Arrogance décadente ou décadence arrogante

Depuis longtemps, il avait été le symbole des abus institutionnels à outrance sous un commissaire de police, qui laissait entendre à qui voulait l’entendre que « mo pou al odela eleksion ! » De surcroît, cet ex-CP, qui se voyait calife à la place du calife en croyant pouvoir usurper les prérogatives conférées par la Constitution au Directeur des Poursuites Publiques (DPP) pour plaire au maître politique de l’époque.
Avec le système Mo grat to ledo, to grat mo ledo, la porte des institutions les plus sacrées de la république était grande ouverte à la mafia. Surtout, les nouvelles règles du jeu avaient fait fleurir une arrogance décadente des tenants des pouvoirs constitutionnels et avaient donné place subséquemment à une décadence des plus arrogantes, sanctionnée à juste titre par ce cinglant 60/0.
N’est-il pas aussi vrai que sous le précédent gouvernement, il était question que la mafia avait infiltré les institutions ? Ce constat ne provenait nullement de l’homme de la rue, mais de celui qui, de par les dispositions de la Constitution, était investi des pouvoirs pour garantir la sécurité et l’exercice du droit de chaque citoyen sans avoir à plaider le légendaire Kot mo’nn fote ? Mais il n’en fut rien quant aux mesures pour marginaliser le poids de la mafia dans les structures de l’État. Des deux choses l’une : soit une incapacité d’agir contre cette mafia, soit une situation d’otage, même si le sempiternel mantra était nou pou kas lerin lamafia ?
Aujourd’hui, neuf mois après l’avènement du changement, un premier signe positif se résume au fait que ces abuseurs patentés, en tous genres et en tous lieux, dont les chatwas s’occupant des deksi/karay de Lakwizinn démantelée du PMO, des droits citoyens les plus élémentaires, ont été obligés de descendre du bus. Aujourd’hui, graduellement, ils se rendent à l’évidence que l’heure est venue de rendre des comptes, de payer rubis sur l’ongle, pour toutes les exactions abusives commises et infligées aux citoyens.
Sur le front politique, les acteurs trouvent la parade qu’avec les résultats des dernières élections générales, les comptes ont été réglés. C’est peut-être pour leur donner bonne conscience dans la conjoncture politique. Quand même, il y a les lois de la république à respecter et à appliquer pour eux. Comme pour tout citoyen.

□ □ □ □ □ □ □

_EXERCICES_
[A] D'après le texte sur l'arrogance décadente, par quel score la décadence arrogante a-t-elle été sanctionnée ?
[B] Recopiez fidèlement le passage du texte sur l'arrogance décadente qui commence par « Aujourd’hui, neuf mois » et se poursuit jusqu'à « pour tout citoyen. ».
[C] Reprenez le texte sur l'arrogance décadente à la suite de sa dernière phrase.

_DONNÉES ENREGISTRÉES_

□ □ □ □ □ □ □

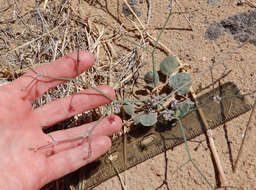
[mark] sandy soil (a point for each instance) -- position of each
(193, 49)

□ □ □ □ □ □ □

_CORRIGÉ_
[A] Par un cinglant 60/0.

[B]
Aujourd’hui, neuf mois après l’avènement du changement, un premier signe positif se résume au fait que ces abuseurs patentés, en tous genres et en tous lieux, dont les chatwas s’occupant des deksi/karay de Lakwizinn démantelée du PMO, des droits citoyens les plus élémentaires, ont été obligés de descendre du bus. Aujourd’hui, graduellement, ils se rendent à l’évidence que l’heure est venue de rendre des comptes, de payer rubis sur l’ongle, pour toutes les exactions abusives commises et infligées aux citoyens.
Sur le front politique, les acteurs trouvent la parade qu’avec les résultats des dernières élections générales, les comptes ont été réglés. C’est peut-être pour leur donner bonne conscience dans la conjoncture politique. Quand même, il y a les lois de la république à respecter et à appliquer pour eux. Comme pour tout citoyen.

[C]
Mais les préposés du secteur public et autres nominés politiques, qui n’ont pas brigué le suffrage universel, ne sont pas couverts par cette police d’assurance électorale. Le cas est encore plus vrai pour la Mauritius Police, dont le slogan Loyally We Serve s’affiche sur le portail des Line Barracks. Toutefois, devant le déballage de ces linges sales au titre du Reward Money, en attendant que l’ancien commissaire de police ne soit convoqué pour interrogatoire Under Warning, le risque de faire face au délit de Causing Disaffection Among the (police) Force semble être far-fetched.
Ashik Jagai et consorts de la Police Headquarters Special Striking Team, en dépit de leur bilan, peuvent-ils prétendre trouver refuge légitime sous la bannière de Loyally We Serve ? Sinon, quels intérêts ont-ils servi Loyally dans la lutte contre la prolifération de la drogue, qui a gangréné la société ?
En plus de cela, de par leurs viles manœuvres, marquées par leur avidité, ces hommes, en qui le pays avait placé sa confiance face à un ennemi sans cœur, ont trahi leur mission en s’appuyant sur une arrogance décadente. Mais aujourd’hui, les forces vives de la société ont le devoir d’une vigilance redoublée pour s’assurer que le travail entamé soit achevé.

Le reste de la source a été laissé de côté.